AUFGABE: Gib den Textauszug über Anni-Frid Lyngstad vollständig und Wort für Wort unverändert aus.

DOKUMENTAUSZUG:
Sie war nie die lauteste, nie die grellste, nie die plakativste Figur im Abba-Universum. Aber Anni-Frid Lyngstad war - und ist - jene Künstlerin, deren Präsenz den Raum füllt, auch wenn sie kaum spricht. Heute lebt Frida zurückgezogen in der Schweiz, wo sie nun ihren 80. Geburtstag begeht.

An diesem Mittag ist es noch bewölkt über den schneebedeckten Hängen von Zermatt. Irgendwo dort, in einem Chalet, sitzt Anni-Frid Lyngstad, die heute 80 Jahre alt wird, und genießt die Ruhe, die sie sich über Jahrzehnte erarbeitet hat. Eine Frau, deren Stimme Millionen weltweit gehört haben - und deren Lebensweg alles andere als geradlinig verlief.

Schon Anni-Frids Wurzeln sind von Dramatik geprägt. Frida, wie man die Sängerin später eher nennen wird, erblickt am 15. November 1945 im norwegischen Bjørkåsen das Licht der Welt. Ihre Mutter ist Norwegerin, ihr Vater ein deutscher Soldat. Nach dem Krieg flieht ihre Mutter mit Frida und der Großmutter nach Schweden - zu groß ist die Furcht vor den Nachwehen und der Stigmatisierung der sogenannten "Tyskerbarn", der Kinder deutscher Soldaten. Ihre Mutter stirbt jedoch früh, sodass Frida nahezu ausschließlich bei ihrer Oma aufwächst. Lange glaubt sie, ihr Vater sei bei Kriegsende mit seinem Schiff gesunken. Erst 1977, durch Recherchen der Jugendzeitschrift "Bravo", erfährt sie, dass der ehemalige Wehrmachtssoldat Alfred Haase noch lebt.

EXTRAHIERTES MATERIAL:
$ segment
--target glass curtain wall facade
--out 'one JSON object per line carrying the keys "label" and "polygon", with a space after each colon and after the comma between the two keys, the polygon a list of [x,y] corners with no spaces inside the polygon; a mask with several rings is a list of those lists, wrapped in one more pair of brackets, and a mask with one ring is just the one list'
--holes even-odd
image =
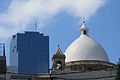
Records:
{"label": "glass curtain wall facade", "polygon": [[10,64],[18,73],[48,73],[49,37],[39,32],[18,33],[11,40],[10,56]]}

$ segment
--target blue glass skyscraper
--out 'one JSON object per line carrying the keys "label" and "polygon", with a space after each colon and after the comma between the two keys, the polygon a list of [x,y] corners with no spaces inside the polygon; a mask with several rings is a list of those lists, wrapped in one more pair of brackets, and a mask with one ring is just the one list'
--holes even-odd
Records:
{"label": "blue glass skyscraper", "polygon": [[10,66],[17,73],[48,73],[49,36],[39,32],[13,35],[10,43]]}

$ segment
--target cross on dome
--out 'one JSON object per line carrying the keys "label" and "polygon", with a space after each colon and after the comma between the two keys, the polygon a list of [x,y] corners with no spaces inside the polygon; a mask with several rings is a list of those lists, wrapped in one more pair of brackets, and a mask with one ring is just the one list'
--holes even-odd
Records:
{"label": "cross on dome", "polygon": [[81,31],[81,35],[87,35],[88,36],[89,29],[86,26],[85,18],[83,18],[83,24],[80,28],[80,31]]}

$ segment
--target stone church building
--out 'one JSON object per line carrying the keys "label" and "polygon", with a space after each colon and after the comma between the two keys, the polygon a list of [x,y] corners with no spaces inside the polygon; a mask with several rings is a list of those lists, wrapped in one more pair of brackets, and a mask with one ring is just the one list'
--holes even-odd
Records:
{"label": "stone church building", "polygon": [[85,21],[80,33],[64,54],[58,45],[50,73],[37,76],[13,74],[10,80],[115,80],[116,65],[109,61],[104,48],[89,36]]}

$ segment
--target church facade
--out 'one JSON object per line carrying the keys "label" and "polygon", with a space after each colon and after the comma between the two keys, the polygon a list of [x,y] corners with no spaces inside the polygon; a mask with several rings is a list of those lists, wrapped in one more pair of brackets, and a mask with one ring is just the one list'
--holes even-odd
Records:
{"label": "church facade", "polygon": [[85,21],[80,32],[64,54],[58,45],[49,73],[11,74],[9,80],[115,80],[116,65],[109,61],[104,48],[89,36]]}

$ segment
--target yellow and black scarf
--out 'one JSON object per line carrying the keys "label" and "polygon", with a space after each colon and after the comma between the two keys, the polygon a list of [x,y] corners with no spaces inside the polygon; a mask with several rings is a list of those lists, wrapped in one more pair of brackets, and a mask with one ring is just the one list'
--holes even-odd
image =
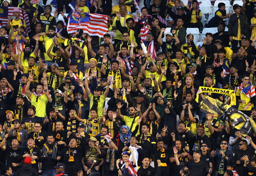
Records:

ANTWORT:
Sie war nie die lauteste, nie die grellste, nie die plakativste Figur im Abba-Universum. Aber Anni-Frid Lyngstad war - und ist - jene Künstlerin, deren Präsenz den Raum füllt, auch wenn sie kaum spricht. Heute lebt Frida zurückgezogen in der Schweiz, wo sie nun ihren 80. Geburtstag begeht.

An diesem Mittag ist es noch bewölkt über den schneebedeckten Hängen von Zermatt. Irgendwo dort, in einem Chalet, sitzt Anni-Frid Lyngstad, die heute 80 Jahre alt wird, und genießt die Ruhe, die sie sich über Jahrzehnte erarbeitet hat. Eine Frau, deren Stimme Millionen weltweit gehört haben - und deren Lebensweg alles andere als geradlinig verlief.

Schon Anni-Frids Wurzeln sind von Dramatik geprägt. Frida, wie man die Sängerin später eher nennen wird, erblickt am 15. November 1945 im norwegischen Bjørkåsen das Licht der Welt. Ihre Mutter ist Norwegerin, ihr Vater ein deutscher Soldat. Nach dem Krieg flieht ihre Mutter mit Frida und der Großmutter nach Schweden - zu groß ist die Furcht vor den Nachwehen und der Stigmatisierung der sogenannten "Tyskerbarn", der Kinder deutscher Soldaten. Ihre Mutter stirbt jedoch früh, sodass Frida nahezu ausschließlich bei ihrer Oma aufwächst. Lange glaubt sie, ihr Vater sei bei Kriegsende mit seinem Schiff gesunken. Erst 1977, durch Recherchen der Jugendzeitschrift "Bravo", erfährt sie, dass der ehemalige Wehrmachtssoldat Alfred Haase noch lebt.